++++ Provided data

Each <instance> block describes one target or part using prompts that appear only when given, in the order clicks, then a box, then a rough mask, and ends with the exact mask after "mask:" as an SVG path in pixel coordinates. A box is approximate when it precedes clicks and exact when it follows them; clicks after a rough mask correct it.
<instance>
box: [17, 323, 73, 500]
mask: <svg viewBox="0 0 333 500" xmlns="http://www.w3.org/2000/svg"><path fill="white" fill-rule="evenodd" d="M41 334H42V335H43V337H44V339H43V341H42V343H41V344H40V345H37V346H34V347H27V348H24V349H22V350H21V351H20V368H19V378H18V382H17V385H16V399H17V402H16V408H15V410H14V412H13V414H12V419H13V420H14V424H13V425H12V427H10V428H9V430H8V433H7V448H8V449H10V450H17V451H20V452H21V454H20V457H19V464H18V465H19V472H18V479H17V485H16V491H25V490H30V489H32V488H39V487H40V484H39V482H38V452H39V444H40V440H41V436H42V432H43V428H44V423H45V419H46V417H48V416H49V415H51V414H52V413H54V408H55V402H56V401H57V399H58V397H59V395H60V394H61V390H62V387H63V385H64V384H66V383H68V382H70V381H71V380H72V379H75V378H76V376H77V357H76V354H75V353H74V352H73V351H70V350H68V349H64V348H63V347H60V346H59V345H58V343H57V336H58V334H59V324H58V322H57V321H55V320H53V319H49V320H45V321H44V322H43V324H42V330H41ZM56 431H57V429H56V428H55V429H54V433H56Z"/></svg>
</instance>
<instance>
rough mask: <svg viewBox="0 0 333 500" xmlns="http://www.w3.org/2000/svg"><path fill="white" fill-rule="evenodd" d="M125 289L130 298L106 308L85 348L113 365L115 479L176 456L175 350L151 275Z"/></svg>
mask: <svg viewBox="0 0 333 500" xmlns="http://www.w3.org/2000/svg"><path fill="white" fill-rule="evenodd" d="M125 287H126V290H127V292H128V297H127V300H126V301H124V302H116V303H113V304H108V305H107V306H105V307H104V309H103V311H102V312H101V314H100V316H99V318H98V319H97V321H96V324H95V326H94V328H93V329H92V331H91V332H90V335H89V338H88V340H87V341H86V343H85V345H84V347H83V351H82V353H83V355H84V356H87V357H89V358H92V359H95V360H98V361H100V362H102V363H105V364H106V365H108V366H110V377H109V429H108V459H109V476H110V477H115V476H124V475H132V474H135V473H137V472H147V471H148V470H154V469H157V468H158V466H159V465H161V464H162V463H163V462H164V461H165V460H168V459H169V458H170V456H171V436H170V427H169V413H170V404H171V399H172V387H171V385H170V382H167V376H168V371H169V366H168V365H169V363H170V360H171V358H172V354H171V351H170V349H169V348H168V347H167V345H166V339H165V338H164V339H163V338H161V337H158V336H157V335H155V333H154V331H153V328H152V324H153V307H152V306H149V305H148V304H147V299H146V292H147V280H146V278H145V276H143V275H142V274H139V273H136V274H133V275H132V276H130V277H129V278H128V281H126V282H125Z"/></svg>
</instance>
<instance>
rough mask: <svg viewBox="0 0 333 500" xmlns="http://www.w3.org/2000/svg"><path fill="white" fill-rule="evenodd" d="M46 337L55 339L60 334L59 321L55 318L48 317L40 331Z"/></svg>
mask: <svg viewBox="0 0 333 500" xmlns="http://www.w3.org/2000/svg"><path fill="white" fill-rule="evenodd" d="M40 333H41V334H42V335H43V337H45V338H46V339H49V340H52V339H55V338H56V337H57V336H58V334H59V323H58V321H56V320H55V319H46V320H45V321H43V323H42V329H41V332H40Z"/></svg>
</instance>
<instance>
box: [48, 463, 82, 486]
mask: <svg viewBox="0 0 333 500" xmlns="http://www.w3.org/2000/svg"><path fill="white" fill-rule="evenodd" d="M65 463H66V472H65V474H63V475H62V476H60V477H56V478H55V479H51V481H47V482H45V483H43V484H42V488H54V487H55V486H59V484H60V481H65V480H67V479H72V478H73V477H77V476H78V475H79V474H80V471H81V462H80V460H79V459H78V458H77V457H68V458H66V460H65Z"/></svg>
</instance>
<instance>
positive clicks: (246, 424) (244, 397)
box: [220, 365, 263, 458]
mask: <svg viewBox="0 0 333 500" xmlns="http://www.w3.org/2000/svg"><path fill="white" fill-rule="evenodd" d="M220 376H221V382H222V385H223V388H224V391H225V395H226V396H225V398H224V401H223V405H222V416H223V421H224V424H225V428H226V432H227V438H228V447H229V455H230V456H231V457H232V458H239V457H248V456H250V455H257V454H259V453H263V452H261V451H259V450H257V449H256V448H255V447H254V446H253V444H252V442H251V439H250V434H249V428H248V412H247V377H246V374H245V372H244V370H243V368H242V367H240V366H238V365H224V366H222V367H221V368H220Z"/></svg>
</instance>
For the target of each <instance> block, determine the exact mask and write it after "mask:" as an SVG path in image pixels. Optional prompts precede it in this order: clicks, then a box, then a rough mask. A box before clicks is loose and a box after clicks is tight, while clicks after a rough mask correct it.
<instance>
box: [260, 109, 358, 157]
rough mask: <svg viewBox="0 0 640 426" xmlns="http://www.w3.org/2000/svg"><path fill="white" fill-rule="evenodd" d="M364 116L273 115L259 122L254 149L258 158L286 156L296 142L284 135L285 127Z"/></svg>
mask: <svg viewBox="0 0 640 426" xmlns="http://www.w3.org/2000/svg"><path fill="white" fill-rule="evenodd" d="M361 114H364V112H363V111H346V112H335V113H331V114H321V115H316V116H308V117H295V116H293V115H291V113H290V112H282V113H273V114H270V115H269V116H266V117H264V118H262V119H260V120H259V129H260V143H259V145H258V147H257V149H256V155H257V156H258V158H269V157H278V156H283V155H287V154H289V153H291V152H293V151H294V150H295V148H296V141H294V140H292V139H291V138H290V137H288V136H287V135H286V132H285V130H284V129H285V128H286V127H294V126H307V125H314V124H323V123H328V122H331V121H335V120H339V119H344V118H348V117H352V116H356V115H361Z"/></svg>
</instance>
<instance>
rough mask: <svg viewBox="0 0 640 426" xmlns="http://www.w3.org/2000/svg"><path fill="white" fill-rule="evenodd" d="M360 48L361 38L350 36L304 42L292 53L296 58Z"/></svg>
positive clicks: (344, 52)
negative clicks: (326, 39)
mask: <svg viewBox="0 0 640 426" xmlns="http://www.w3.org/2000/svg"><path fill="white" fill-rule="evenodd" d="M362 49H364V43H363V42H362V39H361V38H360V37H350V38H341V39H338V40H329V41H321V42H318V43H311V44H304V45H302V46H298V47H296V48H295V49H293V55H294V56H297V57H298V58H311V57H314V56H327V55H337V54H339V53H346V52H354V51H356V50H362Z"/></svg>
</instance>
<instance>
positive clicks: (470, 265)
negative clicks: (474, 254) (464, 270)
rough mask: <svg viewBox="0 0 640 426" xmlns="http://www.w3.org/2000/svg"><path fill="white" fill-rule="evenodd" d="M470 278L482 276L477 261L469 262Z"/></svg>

++++++++
++++ Provided data

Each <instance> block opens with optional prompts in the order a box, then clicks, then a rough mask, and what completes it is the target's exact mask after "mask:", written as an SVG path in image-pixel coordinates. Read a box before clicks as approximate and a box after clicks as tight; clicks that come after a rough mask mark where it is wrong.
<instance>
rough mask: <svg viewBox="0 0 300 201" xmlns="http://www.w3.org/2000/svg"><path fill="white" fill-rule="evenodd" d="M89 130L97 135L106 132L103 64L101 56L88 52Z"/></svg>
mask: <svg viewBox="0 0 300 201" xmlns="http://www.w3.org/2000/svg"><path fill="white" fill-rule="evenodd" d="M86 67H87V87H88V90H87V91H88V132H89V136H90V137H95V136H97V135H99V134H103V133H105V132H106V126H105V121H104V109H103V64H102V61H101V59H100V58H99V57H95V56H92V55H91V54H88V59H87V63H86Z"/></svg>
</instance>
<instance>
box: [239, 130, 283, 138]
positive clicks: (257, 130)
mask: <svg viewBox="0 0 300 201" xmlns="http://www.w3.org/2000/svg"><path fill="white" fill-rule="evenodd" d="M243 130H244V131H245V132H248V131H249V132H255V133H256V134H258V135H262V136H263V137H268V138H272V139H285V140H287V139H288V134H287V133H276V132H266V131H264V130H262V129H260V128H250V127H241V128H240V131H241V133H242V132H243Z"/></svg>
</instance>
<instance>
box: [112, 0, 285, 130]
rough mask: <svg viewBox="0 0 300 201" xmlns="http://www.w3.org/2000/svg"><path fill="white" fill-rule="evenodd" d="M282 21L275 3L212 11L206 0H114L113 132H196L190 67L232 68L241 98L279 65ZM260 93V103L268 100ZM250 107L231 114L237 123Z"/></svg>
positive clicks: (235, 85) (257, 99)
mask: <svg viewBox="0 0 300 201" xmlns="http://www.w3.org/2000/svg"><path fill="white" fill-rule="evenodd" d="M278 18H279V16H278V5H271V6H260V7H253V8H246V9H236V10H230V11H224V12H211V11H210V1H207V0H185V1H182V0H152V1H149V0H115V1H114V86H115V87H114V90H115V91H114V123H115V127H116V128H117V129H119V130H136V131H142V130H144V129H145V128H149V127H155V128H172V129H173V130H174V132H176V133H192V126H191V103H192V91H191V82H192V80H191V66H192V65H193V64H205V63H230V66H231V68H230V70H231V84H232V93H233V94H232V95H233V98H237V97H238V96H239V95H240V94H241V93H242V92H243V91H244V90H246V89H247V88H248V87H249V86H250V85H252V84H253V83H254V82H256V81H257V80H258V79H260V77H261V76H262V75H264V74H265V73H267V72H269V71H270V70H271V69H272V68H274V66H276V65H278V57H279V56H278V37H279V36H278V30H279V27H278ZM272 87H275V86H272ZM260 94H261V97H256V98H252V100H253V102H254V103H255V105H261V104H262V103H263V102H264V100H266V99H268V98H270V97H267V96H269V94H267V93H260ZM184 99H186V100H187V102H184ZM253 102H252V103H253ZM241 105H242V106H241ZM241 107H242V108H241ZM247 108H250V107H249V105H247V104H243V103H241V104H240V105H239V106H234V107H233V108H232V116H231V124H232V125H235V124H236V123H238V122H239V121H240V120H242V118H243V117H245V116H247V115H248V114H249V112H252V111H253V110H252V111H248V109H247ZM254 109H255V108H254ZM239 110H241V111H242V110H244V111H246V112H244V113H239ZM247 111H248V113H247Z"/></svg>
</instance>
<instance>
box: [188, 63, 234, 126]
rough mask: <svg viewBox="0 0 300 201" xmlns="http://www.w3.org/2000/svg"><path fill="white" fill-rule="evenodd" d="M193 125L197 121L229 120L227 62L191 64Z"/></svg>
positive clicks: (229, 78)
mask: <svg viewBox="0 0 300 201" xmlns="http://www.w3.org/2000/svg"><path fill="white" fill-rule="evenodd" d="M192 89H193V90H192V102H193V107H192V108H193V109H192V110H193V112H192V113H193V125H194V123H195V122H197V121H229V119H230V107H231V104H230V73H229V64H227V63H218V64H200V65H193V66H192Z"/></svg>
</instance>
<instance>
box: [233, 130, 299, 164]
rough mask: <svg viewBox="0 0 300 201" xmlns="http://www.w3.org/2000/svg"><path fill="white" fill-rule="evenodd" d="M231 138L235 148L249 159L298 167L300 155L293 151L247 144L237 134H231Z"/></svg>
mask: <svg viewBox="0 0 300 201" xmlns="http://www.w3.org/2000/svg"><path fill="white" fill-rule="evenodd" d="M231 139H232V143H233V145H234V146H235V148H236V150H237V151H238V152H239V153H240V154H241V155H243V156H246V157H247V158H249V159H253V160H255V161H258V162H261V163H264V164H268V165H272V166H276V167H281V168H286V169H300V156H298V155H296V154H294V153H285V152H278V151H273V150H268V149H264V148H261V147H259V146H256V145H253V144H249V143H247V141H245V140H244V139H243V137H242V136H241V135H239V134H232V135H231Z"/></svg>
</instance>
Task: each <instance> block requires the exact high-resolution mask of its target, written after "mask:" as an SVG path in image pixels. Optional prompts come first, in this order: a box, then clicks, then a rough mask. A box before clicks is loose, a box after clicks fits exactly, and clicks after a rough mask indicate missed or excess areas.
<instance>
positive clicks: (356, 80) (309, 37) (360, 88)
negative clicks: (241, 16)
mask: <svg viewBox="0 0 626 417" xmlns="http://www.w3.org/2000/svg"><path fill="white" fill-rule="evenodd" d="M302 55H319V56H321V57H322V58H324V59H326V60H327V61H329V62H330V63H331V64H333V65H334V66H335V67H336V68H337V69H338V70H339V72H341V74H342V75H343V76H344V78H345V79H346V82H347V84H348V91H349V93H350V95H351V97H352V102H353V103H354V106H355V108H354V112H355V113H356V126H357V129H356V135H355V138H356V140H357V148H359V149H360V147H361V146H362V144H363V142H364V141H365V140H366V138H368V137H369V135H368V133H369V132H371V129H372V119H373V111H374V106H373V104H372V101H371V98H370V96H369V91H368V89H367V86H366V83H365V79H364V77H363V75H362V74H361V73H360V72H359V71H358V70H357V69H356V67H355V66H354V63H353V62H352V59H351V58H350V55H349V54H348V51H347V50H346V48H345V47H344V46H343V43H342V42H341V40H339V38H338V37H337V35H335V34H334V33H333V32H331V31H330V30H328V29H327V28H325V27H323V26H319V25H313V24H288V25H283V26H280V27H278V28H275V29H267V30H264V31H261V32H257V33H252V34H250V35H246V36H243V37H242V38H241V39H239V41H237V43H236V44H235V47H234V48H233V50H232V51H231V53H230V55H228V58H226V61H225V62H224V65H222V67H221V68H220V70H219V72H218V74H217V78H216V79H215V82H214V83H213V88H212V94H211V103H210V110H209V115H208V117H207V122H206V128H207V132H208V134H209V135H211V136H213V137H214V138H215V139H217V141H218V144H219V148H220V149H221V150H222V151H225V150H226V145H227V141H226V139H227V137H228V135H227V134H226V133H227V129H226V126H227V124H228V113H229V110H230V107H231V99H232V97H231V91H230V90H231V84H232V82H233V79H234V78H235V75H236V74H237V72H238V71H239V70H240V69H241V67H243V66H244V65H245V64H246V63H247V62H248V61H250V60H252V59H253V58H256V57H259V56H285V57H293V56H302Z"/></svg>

++++++++
++++ Provided data

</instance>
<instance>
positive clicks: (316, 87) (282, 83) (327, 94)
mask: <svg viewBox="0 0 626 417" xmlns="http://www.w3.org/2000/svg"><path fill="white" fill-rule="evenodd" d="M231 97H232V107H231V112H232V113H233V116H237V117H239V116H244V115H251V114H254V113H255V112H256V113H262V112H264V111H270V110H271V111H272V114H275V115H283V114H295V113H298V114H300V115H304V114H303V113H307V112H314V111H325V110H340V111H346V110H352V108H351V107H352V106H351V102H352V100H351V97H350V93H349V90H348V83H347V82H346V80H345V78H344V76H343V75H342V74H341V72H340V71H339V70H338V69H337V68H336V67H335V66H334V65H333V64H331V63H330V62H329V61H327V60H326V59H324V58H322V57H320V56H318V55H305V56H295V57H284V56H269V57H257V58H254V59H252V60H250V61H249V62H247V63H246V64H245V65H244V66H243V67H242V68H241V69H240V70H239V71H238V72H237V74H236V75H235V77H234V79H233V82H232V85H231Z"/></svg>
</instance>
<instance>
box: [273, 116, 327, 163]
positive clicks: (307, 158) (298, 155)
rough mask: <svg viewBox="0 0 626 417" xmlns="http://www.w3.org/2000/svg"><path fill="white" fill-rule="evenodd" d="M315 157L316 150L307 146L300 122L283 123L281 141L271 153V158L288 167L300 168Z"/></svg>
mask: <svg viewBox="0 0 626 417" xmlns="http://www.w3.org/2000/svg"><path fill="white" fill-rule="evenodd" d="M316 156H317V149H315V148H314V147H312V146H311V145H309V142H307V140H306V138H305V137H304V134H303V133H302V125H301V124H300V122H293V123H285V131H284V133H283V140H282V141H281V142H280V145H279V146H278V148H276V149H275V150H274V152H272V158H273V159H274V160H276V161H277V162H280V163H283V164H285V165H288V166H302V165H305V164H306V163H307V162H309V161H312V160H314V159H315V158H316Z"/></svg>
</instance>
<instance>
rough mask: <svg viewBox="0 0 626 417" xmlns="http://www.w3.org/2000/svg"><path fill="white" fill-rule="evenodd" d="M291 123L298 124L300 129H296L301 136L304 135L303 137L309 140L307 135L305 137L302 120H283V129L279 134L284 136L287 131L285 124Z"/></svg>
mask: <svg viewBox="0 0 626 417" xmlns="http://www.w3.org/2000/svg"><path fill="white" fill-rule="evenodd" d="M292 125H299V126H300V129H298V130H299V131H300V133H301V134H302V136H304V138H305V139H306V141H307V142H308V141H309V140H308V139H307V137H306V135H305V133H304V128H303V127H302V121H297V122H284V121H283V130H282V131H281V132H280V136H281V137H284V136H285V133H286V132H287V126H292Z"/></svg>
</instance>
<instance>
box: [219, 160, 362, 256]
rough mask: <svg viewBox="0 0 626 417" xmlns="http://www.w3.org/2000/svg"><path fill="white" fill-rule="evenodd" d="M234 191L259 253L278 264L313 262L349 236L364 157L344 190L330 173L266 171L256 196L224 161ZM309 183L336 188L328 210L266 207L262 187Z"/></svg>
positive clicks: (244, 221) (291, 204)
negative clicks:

++++++++

● Task directions:
From the entries above, pull out each line that includes "with".

● Exercise output:
Each <instance> block describes one target or part using prompts that appear only when given, in the order clicks, then a box, then a rough mask, and ends with the exact mask after "mask:" as an SVG path in pixel coordinates. A box is approximate when it precedes clicks and exact when it follows them; clicks after a rough mask correct it.
Each <instance> block opens with optional prompts in the order a box, then clicks, then a rough mask, and what completes it is the target's exact mask after "mask:", written as an SVG path in image-pixel coordinates. Read a box before clicks as approximate and a box after clicks as tight; clicks that come after a rough mask mark where it is wrong.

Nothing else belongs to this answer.